== Work instructions ==
Gather every line of the records that contains the word "shirt" and copy each one in full.

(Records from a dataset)
╔══

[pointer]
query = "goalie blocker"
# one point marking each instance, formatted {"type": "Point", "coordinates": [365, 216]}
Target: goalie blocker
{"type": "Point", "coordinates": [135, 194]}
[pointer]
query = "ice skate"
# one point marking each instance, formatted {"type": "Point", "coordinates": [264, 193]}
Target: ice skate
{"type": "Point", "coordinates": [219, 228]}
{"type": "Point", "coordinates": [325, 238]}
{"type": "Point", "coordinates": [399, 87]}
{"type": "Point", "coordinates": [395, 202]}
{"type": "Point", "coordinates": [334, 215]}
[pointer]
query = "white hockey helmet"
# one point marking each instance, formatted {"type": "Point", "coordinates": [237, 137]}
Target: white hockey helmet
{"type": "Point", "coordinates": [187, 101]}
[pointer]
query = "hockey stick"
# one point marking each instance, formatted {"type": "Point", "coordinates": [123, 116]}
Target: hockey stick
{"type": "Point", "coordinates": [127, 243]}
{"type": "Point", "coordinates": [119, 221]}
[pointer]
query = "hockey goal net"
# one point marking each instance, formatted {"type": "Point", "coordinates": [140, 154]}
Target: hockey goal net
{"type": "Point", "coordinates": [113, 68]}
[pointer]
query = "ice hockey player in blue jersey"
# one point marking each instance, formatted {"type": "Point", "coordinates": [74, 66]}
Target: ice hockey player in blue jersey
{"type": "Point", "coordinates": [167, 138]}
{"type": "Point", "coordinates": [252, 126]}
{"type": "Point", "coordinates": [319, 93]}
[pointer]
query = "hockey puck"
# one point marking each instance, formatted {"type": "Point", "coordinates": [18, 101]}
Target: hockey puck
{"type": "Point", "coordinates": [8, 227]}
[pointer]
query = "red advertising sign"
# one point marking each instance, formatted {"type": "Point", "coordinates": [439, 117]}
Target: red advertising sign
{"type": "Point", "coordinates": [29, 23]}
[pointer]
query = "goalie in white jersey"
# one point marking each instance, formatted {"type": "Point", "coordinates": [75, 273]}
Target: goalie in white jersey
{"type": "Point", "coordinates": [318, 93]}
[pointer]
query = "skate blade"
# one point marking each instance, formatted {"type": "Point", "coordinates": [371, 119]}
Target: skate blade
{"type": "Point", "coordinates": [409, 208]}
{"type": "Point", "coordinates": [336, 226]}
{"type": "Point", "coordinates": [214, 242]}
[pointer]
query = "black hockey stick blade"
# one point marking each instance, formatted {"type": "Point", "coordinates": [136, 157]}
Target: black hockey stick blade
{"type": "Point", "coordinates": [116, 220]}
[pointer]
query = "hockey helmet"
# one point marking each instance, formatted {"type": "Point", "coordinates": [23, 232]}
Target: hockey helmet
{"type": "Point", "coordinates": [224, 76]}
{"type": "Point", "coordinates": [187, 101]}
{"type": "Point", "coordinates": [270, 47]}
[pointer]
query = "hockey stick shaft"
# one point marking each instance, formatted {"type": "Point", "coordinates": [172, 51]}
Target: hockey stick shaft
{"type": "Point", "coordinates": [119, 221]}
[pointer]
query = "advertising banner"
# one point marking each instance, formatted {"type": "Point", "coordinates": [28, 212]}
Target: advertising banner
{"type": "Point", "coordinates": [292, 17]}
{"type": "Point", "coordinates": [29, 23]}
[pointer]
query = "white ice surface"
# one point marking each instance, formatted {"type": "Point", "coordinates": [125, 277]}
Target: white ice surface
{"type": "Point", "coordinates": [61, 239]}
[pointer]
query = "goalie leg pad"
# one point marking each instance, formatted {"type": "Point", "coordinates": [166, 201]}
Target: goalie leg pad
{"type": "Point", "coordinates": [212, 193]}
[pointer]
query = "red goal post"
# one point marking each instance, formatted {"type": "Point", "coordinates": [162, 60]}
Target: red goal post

╚══
╔══

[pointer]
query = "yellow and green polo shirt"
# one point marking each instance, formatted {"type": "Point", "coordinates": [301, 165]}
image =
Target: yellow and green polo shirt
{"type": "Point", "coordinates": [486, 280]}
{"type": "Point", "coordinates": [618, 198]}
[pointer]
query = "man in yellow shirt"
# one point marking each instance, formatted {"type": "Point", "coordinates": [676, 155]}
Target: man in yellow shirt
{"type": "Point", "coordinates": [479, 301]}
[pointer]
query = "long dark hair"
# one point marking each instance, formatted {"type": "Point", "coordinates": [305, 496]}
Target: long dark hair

╚══

== Exercise result ==
query = "yellow and green polo shirt"
Target: yellow and green polo shirt
query = "man in yellow shirt"
Target: man in yellow shirt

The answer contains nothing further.